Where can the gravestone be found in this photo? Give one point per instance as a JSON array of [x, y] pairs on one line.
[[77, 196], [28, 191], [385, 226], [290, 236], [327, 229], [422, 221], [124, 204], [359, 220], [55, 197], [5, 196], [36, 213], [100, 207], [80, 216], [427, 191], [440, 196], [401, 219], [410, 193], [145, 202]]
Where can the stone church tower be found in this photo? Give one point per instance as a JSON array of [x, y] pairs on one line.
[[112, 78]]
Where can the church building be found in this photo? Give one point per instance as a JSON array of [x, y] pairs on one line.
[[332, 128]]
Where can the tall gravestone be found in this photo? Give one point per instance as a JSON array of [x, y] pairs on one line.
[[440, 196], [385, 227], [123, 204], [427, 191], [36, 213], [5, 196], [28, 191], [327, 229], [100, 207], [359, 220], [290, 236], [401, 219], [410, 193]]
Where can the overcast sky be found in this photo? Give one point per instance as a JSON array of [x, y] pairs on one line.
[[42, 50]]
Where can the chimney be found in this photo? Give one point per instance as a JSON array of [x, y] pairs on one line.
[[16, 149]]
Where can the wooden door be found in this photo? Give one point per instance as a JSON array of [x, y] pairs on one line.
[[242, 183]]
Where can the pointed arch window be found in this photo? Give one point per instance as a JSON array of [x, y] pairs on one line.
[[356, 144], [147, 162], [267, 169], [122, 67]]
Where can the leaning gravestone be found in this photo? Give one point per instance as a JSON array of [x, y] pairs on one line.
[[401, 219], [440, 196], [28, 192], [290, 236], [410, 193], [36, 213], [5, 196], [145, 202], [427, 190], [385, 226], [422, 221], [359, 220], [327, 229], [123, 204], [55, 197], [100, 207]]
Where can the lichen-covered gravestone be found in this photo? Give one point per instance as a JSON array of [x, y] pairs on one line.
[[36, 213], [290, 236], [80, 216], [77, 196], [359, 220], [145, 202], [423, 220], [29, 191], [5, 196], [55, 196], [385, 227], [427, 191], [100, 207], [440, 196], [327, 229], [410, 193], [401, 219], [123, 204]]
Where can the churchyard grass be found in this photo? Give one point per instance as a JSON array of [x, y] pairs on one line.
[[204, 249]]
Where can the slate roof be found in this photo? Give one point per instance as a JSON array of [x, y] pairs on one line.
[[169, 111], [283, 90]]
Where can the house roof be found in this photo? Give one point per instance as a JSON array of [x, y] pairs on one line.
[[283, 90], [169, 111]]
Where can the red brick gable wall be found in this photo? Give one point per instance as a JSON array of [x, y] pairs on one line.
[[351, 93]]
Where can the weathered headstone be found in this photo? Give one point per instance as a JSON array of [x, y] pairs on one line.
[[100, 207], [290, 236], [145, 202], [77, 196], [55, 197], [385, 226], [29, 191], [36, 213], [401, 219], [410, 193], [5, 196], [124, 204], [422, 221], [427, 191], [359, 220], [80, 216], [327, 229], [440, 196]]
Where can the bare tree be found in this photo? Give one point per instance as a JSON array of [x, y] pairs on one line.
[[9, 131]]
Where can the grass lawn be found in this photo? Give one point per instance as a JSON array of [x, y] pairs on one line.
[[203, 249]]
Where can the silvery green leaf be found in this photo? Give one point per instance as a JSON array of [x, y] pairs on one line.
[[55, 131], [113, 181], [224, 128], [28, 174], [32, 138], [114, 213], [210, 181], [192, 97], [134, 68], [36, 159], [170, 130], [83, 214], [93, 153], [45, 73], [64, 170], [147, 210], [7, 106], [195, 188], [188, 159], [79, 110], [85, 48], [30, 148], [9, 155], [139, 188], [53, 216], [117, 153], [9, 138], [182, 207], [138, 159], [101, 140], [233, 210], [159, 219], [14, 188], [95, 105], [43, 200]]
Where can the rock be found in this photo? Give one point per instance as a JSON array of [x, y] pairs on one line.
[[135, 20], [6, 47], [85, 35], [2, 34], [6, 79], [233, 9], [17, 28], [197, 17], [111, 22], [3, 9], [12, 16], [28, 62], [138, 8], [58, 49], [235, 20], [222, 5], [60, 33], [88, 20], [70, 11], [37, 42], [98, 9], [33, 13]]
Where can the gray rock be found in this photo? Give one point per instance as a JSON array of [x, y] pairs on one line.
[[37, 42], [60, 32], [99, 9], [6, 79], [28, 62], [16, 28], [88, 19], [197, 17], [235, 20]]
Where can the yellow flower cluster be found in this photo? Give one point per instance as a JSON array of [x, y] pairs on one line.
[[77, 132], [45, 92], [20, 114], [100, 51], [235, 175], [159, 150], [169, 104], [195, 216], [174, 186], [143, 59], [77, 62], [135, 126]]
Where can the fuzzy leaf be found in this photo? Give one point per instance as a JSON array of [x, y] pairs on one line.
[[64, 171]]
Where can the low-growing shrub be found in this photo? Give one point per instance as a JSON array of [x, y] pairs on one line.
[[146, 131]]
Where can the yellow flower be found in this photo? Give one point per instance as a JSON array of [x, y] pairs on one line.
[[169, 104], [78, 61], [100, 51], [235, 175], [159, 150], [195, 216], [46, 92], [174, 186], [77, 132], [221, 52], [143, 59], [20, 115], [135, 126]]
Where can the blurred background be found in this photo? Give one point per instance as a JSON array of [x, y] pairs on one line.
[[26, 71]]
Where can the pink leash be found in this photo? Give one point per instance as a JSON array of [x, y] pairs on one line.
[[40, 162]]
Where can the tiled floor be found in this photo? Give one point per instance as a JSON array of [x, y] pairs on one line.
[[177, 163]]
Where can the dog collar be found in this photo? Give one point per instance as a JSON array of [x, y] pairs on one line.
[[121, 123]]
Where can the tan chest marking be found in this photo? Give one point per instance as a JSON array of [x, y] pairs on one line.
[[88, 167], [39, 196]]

--------------------

> [Exercise prompt]
The output should consist only of the lines from the one with "Where can the tan" through the final line of the records above, exactly.

> [Response to this task]
Where can the tan chest marking be found in this photo? Give one point per instance as a JSON array of [x, y] pairs on one line.
[[88, 167], [39, 196]]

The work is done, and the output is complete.